*ЗАДАНИЕ*:
Выберите из записей все строки, в которых есть слово «green». Регистр букв имеет значение.
# # # # #
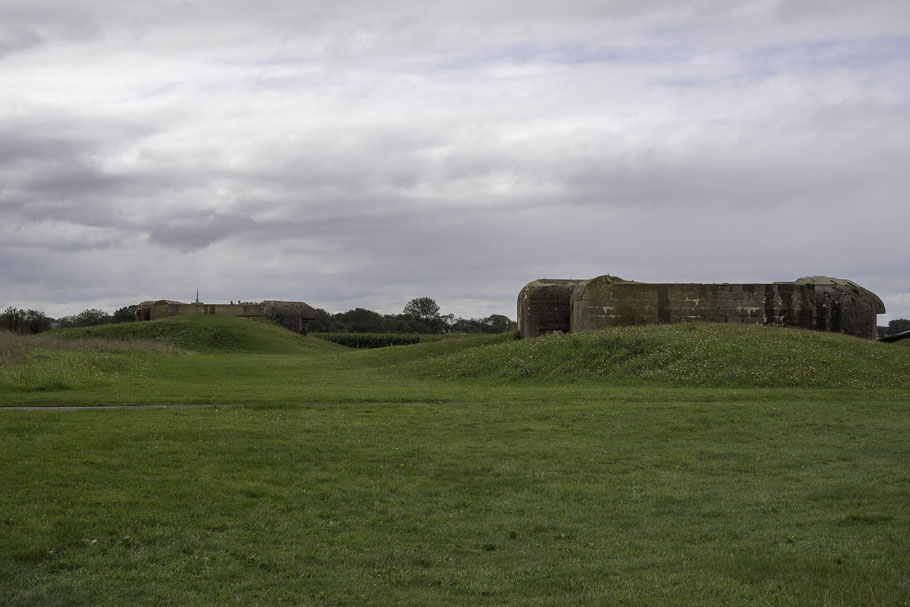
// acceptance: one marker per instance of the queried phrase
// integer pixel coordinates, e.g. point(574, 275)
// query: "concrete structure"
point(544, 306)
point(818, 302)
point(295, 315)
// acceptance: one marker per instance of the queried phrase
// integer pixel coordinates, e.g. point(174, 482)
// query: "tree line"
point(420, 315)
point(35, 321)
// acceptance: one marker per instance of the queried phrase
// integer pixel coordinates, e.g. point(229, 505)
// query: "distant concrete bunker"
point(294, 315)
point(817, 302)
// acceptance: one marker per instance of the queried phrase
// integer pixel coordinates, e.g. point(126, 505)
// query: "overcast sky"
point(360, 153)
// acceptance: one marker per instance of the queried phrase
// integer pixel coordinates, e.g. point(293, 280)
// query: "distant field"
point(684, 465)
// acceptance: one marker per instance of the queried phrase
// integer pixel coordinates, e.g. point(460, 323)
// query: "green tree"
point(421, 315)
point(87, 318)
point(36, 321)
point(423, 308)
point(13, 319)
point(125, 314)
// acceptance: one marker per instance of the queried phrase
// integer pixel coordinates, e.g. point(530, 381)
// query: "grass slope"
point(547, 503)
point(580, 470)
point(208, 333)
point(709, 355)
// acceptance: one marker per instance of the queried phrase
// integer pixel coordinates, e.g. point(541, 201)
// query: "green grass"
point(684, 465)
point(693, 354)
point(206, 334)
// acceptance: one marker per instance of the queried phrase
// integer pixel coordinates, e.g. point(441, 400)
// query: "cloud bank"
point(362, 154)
# # # # #
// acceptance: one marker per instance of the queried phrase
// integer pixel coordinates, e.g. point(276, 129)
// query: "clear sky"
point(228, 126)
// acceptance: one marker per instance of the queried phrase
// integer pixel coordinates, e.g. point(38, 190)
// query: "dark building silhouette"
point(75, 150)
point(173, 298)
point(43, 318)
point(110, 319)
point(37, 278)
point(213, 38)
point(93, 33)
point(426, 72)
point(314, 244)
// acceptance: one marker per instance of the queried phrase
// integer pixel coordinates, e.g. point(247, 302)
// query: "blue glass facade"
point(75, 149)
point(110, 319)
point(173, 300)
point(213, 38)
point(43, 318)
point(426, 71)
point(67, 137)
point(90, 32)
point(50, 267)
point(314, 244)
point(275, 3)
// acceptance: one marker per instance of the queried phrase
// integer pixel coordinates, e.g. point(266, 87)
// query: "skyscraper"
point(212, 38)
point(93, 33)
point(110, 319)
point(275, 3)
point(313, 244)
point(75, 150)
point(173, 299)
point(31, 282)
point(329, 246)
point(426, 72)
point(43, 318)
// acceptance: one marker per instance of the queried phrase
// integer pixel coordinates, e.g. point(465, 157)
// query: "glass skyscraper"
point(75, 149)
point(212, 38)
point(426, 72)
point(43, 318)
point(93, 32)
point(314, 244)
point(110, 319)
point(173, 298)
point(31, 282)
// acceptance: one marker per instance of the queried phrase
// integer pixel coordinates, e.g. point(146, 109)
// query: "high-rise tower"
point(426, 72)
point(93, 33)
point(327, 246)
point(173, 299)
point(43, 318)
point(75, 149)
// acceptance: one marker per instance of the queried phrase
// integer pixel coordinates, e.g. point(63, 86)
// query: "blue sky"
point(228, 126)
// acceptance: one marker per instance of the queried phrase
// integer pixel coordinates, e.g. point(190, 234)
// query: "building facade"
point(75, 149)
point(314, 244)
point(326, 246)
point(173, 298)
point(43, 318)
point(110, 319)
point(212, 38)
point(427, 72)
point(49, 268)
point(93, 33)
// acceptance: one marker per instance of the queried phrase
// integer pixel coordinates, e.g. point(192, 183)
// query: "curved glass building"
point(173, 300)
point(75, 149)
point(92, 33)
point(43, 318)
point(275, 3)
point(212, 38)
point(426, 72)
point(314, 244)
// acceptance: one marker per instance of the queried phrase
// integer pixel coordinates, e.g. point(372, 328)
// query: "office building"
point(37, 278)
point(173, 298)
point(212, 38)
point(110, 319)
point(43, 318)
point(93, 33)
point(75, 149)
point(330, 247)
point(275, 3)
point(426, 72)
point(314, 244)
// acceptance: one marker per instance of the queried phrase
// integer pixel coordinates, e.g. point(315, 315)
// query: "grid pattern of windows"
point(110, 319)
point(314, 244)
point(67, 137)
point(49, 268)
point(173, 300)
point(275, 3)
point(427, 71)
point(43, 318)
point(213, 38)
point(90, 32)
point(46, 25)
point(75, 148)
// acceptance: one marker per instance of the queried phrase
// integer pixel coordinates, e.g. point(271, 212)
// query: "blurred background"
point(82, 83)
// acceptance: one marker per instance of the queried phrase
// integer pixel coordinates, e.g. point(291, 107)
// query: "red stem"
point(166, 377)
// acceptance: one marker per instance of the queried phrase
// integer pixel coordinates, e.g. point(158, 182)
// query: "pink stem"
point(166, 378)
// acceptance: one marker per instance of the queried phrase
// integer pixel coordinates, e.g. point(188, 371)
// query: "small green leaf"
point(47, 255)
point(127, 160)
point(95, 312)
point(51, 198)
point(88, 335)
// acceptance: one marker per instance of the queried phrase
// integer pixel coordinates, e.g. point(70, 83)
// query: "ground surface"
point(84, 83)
# # # # #
*РАЗБОР РЕШЕНИЯ*:
// query: "green tree"
// query: "green grass"
// query: "small green leaf"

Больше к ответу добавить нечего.